Мы все с нетерпением ждали прихода Кати. Вернувшись в барак, она, сияя, рассказала нам о том, как ловко обманула опера. Увы! Торжество оказалось недолгим – ее практически сразу этапировали в 1-й лагпункт, где дисциплина была значительно строже, чем у нас. Лишившись нашей дорогой утешительницы Кати, мы приютили кошек, и они немедленно принесли нам целый выводок котят.
1 января 1939 года мы пожелали друг другу счастливого Нового года, не слишком веря в исполнение этого пожелания. В конце января правительство решило провести перепись населения, и к нам несколько раз приезжали переписчики. Советская власть, производя тотальные аресты, лишила себя множества специалистов: инженеров, техников, врачей стало катастрофически не хватать. Сталин осознал свою ошибку и решил вернуть квалифицированные кадры на работу, чтобы реанимировать экономическое развитие и не отставать от цивилизованного мира.
Как-то июльским днем к нам в барак пришел рабочий чинить нары. Улучив момент, когда охрана не обращала на меня внимания, я спросила этого человека, что происходит в мире. Он сообщил об окончании войны с Финляндией[78], о том, что в нашем лагпункте готовят здание для размещения медицинской комиссии и что скоро нас отправят куда-то далеко на строительные работы. Когда я поделилась этой новостью с другими заключенными, мне не поверили: учитывая наше состояние здоровья, от нас нельзя было требовать тяжелой физической работы.

- - -

ЗАДАНИЕ 1 —
Ответьте на вопросы по выбранному отрывку.
(a) Куда этапировали Катю?
(b) Что правительство решило провести в конце января?
(c) О каком событии в мире сообщил рабочий, пришедший чинить нары?
ЗАДАНИЕ 2 —
Продолжите выбранный отрывок о лагерной жизни с того места, где он заканчивается.

Материалы из источника данных:

- - -

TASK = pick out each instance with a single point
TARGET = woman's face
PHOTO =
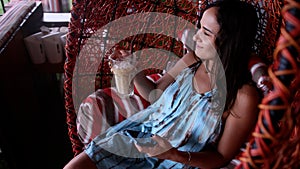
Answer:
(206, 35)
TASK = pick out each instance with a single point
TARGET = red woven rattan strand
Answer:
(279, 149)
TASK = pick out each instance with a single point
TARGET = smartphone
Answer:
(141, 138)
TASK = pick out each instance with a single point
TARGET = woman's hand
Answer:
(162, 150)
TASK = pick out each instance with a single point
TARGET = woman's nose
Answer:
(195, 38)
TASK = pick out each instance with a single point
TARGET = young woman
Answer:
(203, 109)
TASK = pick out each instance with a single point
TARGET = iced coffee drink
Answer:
(124, 70)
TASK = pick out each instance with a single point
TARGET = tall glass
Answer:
(124, 70)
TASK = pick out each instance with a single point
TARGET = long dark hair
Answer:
(235, 42)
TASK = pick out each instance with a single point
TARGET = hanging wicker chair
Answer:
(99, 26)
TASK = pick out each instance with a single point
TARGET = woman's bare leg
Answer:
(81, 161)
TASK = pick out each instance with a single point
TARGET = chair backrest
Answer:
(99, 26)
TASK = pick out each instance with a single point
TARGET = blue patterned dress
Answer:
(181, 115)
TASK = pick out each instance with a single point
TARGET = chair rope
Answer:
(276, 142)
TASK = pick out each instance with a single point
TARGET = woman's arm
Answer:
(150, 90)
(239, 125)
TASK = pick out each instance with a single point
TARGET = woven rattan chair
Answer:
(99, 26)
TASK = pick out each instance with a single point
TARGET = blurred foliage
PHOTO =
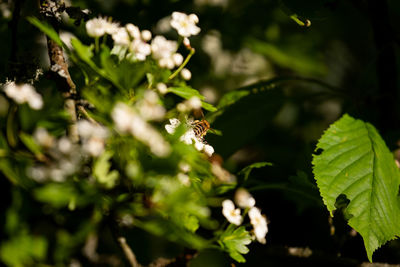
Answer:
(267, 83)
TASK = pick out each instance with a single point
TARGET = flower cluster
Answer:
(189, 137)
(141, 44)
(244, 200)
(127, 120)
(23, 93)
(63, 158)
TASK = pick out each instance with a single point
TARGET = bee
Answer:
(200, 128)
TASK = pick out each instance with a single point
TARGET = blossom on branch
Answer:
(23, 93)
(185, 24)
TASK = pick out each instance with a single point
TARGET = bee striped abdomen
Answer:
(200, 128)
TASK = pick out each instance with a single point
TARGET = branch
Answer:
(51, 12)
(385, 42)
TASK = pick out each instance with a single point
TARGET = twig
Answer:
(50, 11)
(86, 114)
(173, 75)
(115, 232)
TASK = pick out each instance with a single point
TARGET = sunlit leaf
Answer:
(101, 170)
(356, 162)
(234, 241)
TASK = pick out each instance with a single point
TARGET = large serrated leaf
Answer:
(356, 162)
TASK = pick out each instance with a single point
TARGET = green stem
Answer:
(11, 136)
(173, 75)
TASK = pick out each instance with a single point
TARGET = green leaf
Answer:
(84, 52)
(185, 92)
(356, 162)
(234, 241)
(56, 194)
(46, 29)
(101, 170)
(246, 170)
(243, 120)
(190, 222)
(23, 250)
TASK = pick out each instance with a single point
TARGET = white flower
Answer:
(186, 42)
(184, 167)
(194, 102)
(64, 145)
(185, 24)
(140, 49)
(146, 35)
(97, 27)
(24, 93)
(122, 116)
(222, 174)
(149, 107)
(186, 74)
(162, 88)
(184, 179)
(133, 30)
(177, 58)
(121, 37)
(164, 51)
(259, 224)
(231, 214)
(244, 199)
(189, 137)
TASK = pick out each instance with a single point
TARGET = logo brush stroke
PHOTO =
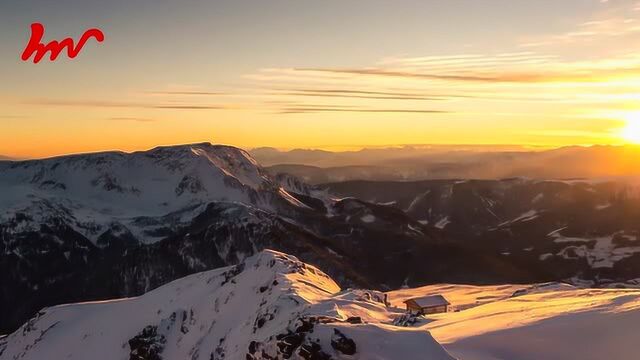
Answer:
(35, 45)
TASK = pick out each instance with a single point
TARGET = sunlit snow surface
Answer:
(236, 310)
(221, 312)
(555, 321)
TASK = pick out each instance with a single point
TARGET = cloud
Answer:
(311, 109)
(130, 105)
(142, 120)
(187, 93)
(362, 94)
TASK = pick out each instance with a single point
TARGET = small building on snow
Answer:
(425, 305)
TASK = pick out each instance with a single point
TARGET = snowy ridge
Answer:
(552, 321)
(137, 192)
(271, 306)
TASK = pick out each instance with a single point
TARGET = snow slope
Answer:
(271, 306)
(139, 193)
(549, 321)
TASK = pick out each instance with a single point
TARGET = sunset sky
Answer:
(321, 74)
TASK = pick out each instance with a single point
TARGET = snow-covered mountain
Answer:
(551, 321)
(141, 193)
(271, 306)
(106, 225)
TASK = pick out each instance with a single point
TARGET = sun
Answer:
(631, 132)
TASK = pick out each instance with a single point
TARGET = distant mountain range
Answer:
(106, 225)
(423, 163)
(585, 232)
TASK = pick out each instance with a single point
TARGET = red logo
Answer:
(36, 46)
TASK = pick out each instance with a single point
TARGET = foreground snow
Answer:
(552, 321)
(271, 306)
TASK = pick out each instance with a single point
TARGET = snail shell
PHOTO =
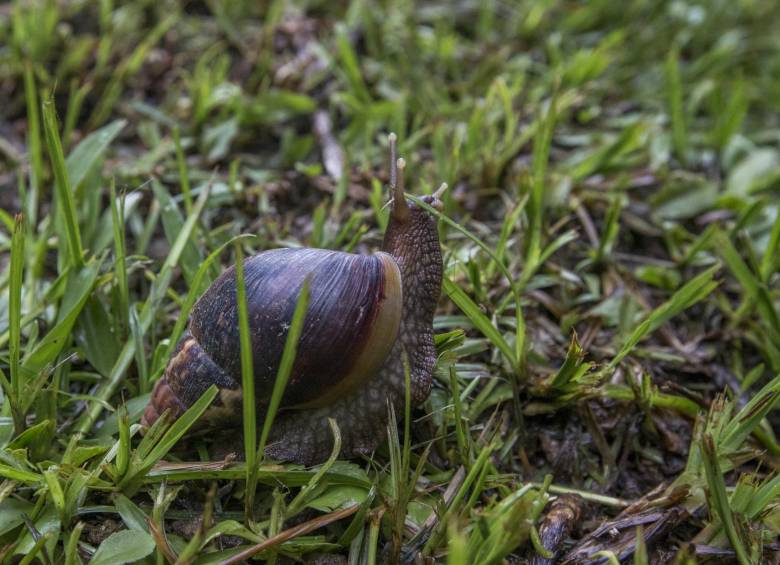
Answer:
(350, 326)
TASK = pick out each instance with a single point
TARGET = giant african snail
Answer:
(364, 312)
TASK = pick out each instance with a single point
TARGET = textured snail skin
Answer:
(303, 435)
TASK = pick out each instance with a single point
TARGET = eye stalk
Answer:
(400, 210)
(434, 200)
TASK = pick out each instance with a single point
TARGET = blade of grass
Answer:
(676, 108)
(719, 501)
(285, 366)
(64, 191)
(148, 312)
(692, 292)
(34, 144)
(480, 321)
(120, 253)
(247, 386)
(15, 319)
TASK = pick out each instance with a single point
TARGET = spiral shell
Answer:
(350, 326)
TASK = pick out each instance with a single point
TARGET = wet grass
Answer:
(609, 330)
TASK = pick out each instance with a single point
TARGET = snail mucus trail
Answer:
(365, 313)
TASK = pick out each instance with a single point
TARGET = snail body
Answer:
(366, 313)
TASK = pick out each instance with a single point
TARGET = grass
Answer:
(609, 330)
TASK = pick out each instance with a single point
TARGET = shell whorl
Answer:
(350, 327)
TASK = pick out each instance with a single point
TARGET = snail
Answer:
(366, 314)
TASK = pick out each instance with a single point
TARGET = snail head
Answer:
(402, 210)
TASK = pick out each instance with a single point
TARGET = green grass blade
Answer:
(34, 144)
(64, 191)
(676, 108)
(692, 292)
(120, 255)
(249, 405)
(156, 294)
(15, 307)
(480, 321)
(718, 499)
(285, 366)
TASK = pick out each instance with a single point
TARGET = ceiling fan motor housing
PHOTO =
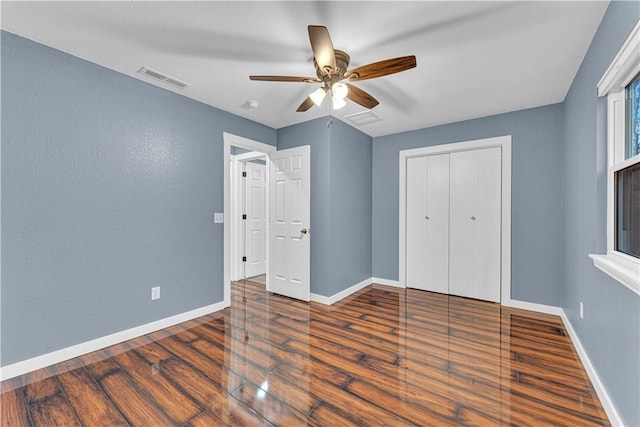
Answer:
(342, 63)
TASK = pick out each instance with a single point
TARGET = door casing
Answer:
(249, 144)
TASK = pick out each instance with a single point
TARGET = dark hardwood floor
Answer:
(383, 356)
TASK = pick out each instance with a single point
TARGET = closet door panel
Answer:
(461, 237)
(416, 224)
(437, 221)
(487, 226)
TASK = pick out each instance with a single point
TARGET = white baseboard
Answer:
(387, 282)
(532, 306)
(605, 399)
(39, 362)
(340, 295)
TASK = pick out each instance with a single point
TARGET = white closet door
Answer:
(475, 191)
(437, 219)
(416, 272)
(488, 224)
(428, 220)
(461, 241)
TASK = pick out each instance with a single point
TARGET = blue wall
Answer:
(536, 240)
(109, 186)
(610, 330)
(351, 156)
(340, 202)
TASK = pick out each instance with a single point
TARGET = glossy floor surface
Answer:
(383, 356)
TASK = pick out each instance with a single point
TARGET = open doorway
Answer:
(242, 154)
(248, 218)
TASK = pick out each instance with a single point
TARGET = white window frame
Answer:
(624, 67)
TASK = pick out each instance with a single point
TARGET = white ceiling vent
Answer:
(157, 75)
(363, 118)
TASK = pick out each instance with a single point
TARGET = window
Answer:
(621, 85)
(627, 180)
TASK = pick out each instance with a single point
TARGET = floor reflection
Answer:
(382, 356)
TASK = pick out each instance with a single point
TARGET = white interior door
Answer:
(475, 236)
(428, 223)
(416, 223)
(487, 225)
(289, 205)
(437, 220)
(256, 222)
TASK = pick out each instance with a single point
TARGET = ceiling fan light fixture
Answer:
(338, 103)
(318, 95)
(339, 91)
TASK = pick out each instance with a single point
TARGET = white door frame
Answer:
(503, 142)
(237, 205)
(249, 144)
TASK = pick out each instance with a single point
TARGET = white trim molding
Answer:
(601, 391)
(249, 144)
(504, 142)
(625, 66)
(340, 295)
(532, 306)
(624, 270)
(39, 362)
(387, 282)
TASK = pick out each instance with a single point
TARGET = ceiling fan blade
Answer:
(306, 104)
(361, 97)
(322, 48)
(382, 68)
(286, 79)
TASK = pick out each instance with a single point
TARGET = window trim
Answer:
(624, 67)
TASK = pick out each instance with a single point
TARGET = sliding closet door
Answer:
(416, 225)
(475, 227)
(428, 223)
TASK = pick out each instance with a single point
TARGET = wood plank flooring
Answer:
(383, 356)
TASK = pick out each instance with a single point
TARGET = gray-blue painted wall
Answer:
(610, 330)
(109, 186)
(536, 237)
(340, 202)
(351, 202)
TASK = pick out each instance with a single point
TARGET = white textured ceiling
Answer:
(475, 58)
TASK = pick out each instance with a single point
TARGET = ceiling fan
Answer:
(331, 69)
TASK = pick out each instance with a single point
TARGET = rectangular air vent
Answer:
(363, 118)
(156, 75)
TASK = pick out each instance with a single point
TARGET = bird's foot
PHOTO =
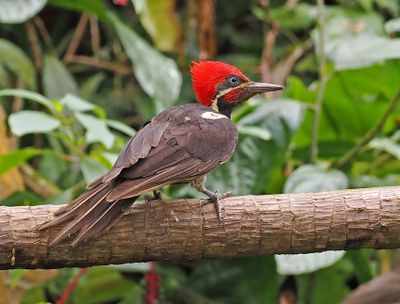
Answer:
(156, 196)
(215, 198)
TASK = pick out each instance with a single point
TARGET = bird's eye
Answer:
(233, 80)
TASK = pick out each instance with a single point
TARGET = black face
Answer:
(230, 82)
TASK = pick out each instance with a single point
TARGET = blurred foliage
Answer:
(77, 78)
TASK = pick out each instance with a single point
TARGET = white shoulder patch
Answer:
(212, 115)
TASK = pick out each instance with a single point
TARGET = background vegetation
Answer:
(77, 78)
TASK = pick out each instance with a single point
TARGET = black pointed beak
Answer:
(260, 87)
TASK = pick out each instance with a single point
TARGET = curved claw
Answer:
(156, 196)
(215, 197)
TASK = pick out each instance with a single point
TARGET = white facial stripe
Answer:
(214, 105)
(212, 115)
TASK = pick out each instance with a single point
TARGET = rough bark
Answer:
(189, 230)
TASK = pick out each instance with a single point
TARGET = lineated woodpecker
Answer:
(179, 145)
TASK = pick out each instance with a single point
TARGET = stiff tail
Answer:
(90, 213)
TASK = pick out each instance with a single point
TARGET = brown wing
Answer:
(187, 149)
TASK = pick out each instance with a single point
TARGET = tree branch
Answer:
(189, 230)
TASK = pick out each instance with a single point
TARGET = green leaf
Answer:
(97, 129)
(389, 145)
(76, 104)
(255, 159)
(18, 11)
(313, 178)
(57, 79)
(158, 75)
(26, 122)
(102, 285)
(392, 26)
(355, 40)
(91, 169)
(361, 261)
(28, 95)
(160, 21)
(95, 8)
(16, 274)
(297, 17)
(292, 264)
(140, 5)
(16, 158)
(255, 131)
(328, 285)
(119, 126)
(15, 60)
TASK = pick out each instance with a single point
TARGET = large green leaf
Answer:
(28, 95)
(28, 122)
(312, 178)
(119, 126)
(91, 7)
(353, 103)
(14, 59)
(96, 129)
(240, 280)
(354, 40)
(91, 169)
(102, 285)
(76, 104)
(158, 75)
(18, 11)
(390, 145)
(328, 285)
(16, 158)
(160, 21)
(292, 264)
(255, 158)
(57, 79)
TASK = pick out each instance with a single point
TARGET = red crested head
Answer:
(208, 75)
(224, 84)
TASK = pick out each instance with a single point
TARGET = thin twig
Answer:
(43, 32)
(35, 45)
(323, 80)
(269, 42)
(71, 286)
(94, 35)
(370, 134)
(76, 38)
(113, 67)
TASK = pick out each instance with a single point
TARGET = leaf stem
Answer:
(323, 80)
(370, 134)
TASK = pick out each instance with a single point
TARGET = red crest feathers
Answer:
(207, 75)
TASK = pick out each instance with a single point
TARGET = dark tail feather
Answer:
(103, 222)
(91, 212)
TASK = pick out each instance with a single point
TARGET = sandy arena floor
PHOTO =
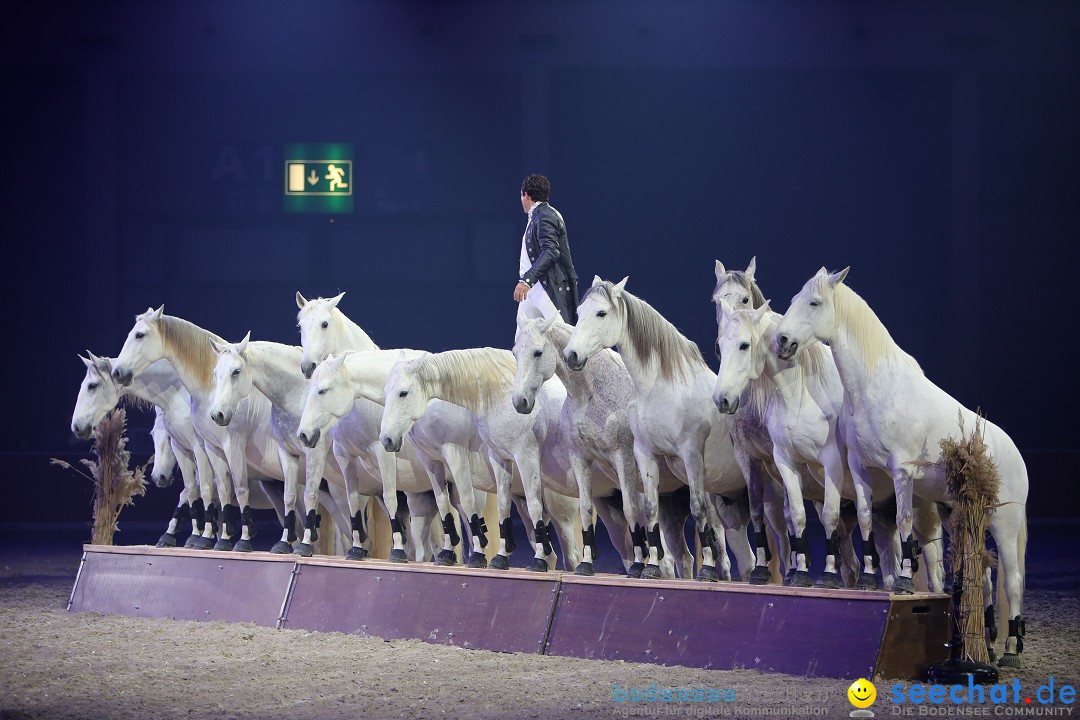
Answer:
(62, 665)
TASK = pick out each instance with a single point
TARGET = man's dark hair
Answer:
(537, 187)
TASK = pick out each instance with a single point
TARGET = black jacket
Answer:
(549, 250)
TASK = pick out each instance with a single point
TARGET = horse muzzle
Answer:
(575, 363)
(726, 406)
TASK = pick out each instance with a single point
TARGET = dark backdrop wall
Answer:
(934, 148)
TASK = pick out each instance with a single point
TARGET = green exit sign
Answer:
(319, 177)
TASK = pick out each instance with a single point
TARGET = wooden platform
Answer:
(812, 633)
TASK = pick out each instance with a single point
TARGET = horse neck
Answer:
(275, 370)
(352, 335)
(158, 384)
(368, 371)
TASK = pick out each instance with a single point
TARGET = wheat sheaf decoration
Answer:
(972, 480)
(116, 485)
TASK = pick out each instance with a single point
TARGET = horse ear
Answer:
(837, 277)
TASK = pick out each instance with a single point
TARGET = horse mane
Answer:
(189, 348)
(470, 378)
(744, 281)
(652, 335)
(341, 318)
(869, 335)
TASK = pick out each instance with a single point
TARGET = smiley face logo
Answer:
(862, 693)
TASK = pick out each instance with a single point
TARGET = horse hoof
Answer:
(800, 579)
(203, 543)
(1010, 660)
(903, 586)
(707, 574)
(867, 582)
(584, 569)
(243, 546)
(828, 580)
(760, 575)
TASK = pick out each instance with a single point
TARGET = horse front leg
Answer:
(289, 466)
(188, 494)
(796, 518)
(457, 460)
(583, 475)
(528, 464)
(754, 472)
(648, 469)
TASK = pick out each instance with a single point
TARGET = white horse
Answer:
(672, 416)
(798, 404)
(247, 443)
(445, 438)
(481, 380)
(99, 393)
(272, 369)
(595, 413)
(899, 419)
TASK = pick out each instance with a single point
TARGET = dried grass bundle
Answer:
(972, 479)
(116, 485)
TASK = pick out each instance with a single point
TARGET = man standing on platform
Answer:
(545, 258)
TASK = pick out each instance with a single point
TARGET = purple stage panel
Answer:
(507, 611)
(810, 633)
(183, 584)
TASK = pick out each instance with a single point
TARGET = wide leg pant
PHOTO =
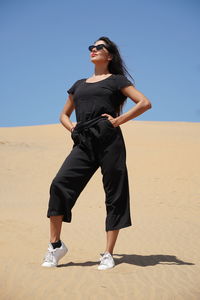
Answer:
(97, 143)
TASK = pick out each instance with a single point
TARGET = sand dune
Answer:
(157, 258)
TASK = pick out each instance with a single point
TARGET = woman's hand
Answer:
(111, 119)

- - -

ОТВЕТ 1 —
(a) В 1-й лагпункт, где дисциплина была значительно строже.
(b) Перепись населения.
(c) Об окончании войны с Финляндией.

ОТВЕТ 2 —
Спустя несколько дней нас неприятно удивил визит товарищей из НКВД. 15 августа из всех обитательниц 17-го лагпункта медицинская комиссия отобрала только семьсот женщин, остальные были настолько больны, что еле передвигались. Заключенных, признанных физически годными, разделили на две категории, но все они должны были уехать из Потьмы. Естественно, я была в их числе, потому что еще могла держаться на ногах. 1 сентября мы с радостью покинули потьминский лагерь. Наш этап остановился у 1-го лагпункта, к нам присоединилась новая колонна заключенных, и в самом ее начале я увидела Катю! Меня это не удивило: опер терпеть ее не мог и изыскивал все возможности, чтобы от нее избавиться.
3 сентября, не веря своим глазам, сквозь решетку нашего вагона для перевозки скота мы увидели залитую солнцем Москву. Рядом с нами стоял поезд Москва – Ялта. Грузинка Маро Шишниашвили воскликнула:
– У кого есть карандаш?
У меня нашелся карандаш, и мы написали крупными буквами на большом листе бумаги: «МЫ – ЖЕНЩИНЫ ИЗ 1937 ГОДА».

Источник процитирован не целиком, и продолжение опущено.